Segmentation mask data
- - - - -
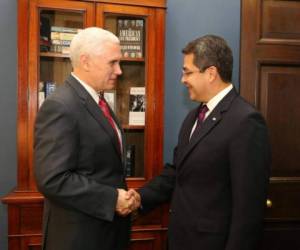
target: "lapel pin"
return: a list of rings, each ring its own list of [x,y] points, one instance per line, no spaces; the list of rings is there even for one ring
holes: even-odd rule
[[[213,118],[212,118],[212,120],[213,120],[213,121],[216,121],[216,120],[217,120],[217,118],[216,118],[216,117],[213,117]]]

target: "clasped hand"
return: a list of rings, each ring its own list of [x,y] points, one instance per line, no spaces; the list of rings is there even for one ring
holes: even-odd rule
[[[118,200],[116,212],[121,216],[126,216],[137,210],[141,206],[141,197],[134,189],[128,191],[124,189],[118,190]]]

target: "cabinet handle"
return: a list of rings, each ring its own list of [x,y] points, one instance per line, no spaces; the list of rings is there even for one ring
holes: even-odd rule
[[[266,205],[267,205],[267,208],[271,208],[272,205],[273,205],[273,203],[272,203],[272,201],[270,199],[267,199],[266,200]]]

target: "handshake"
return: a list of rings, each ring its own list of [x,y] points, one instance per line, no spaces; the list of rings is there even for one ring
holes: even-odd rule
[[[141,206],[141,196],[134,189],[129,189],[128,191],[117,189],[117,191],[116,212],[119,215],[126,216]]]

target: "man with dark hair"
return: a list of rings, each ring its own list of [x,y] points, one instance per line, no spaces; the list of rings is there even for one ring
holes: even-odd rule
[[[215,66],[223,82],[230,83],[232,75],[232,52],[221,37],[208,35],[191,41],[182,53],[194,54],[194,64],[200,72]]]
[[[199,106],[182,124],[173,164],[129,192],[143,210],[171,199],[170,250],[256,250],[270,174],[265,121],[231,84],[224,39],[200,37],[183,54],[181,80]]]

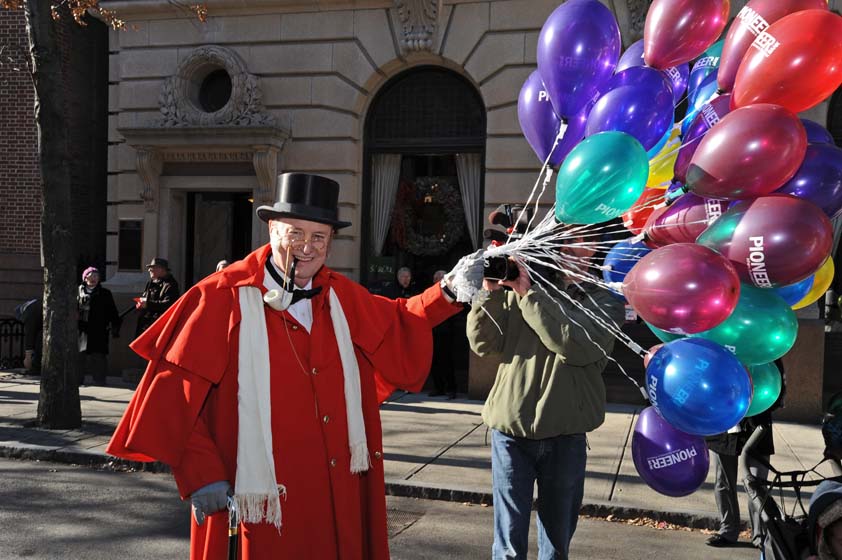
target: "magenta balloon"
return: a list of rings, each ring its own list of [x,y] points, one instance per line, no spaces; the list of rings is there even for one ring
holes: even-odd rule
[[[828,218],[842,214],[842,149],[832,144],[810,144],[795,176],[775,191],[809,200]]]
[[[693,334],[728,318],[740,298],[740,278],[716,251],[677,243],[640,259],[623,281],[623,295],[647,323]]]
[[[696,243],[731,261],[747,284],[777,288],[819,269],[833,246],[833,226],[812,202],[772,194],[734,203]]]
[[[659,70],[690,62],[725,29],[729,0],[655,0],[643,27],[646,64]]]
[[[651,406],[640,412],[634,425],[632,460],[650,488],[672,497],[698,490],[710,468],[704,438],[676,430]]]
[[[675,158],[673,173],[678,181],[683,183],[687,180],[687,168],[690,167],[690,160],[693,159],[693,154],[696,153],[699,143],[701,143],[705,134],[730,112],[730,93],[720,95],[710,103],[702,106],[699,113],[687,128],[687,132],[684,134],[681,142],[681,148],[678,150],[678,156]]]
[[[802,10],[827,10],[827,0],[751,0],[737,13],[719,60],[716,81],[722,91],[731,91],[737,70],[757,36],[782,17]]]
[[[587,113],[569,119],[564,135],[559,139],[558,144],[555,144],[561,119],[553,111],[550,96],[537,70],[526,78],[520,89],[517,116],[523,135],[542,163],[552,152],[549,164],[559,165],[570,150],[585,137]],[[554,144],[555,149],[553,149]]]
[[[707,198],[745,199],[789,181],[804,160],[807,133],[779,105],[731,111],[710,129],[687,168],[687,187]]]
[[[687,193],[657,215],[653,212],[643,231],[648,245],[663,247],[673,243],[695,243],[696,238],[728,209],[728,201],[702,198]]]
- - - - -
What to work on
The answer should consist only of the number of lines above in which "target" appears.

Your response
6